→ **DOCUMENT TEXT**

20 years under Putin: a timeline

This essay's plot is simple. The Moscow Valdai Discussion Club, a forum for international experts to meet and debate issues relevant to contemporary Russia, recently released its report on the problems in the Russian Federation. Georgy Satarov, a former aide to President Yeltsin, was so outraged by this report that he sent the members of the Club a rather offensive open letter in which he claimed that the authors of the report "possess no intellectual or ethical virtues whatsoever." Satarov went on to reprimand the members of the Club – among them, respectable Russian and Western experts – warning them that by letting "political manipulators" take advantage of them, they put themselves at risk of tarnishing their fair names.

 

Georgy Satarov

 

Sergey Karaganov, a prominent political figure during the Yeltsin era, offered a similarly offensive public answer, referring to Satarov’s letter as "nonsense."

→ **PROVIDED MATERIAL**
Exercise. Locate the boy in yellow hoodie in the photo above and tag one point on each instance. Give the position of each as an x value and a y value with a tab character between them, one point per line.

→ **WHAT YOU NEED TO DO**
[1] Transcribe the passage of the Valdai report essay that begins at the words "20 years under" and stops after the words "their fair names.".
[2] Answer these questions from the Valdai report essay:
(a) Whom did Georgy Satarov formerly serve as an aide?
(b) What did Satarov claim the authors of the report possess none of?
(c) What word did Sergey Karaganov use to describe Satarov's letter?
[3] List every person named in the Valdai report essay, including its title.
The material was drawn from a separate source and has no connection to the essay.

→ **THE REPLIES**
[1]
20 years under Putin: a timeline

This essay's plot is simple. The Moscow Valdai Discussion Club, a forum for international experts to meet and debate issues relevant to contemporary Russia, recently released its report on the problems in the Russian Federation. Georgy Satarov, a former aide to President Yeltsin, was so outraged by this report that he sent the members of the Club a rather offensive open letter in which he claimed that the authors of the report "possess no intellectual or ethical virtues whatsoever." Satarov went on to reprimand the members of the Club – among them, respectable Russian and Western experts – warning them that by letting "political manipulators" take advantage of them, they put themselves at risk of tarnishing their fair names.

[2]
(a) President Yeltsin
(b) Intellectual or ethical virtues
(c) "Nonsense"

[3]
Putin
Georgy Satarov
Yeltsin
Sergey Karaganov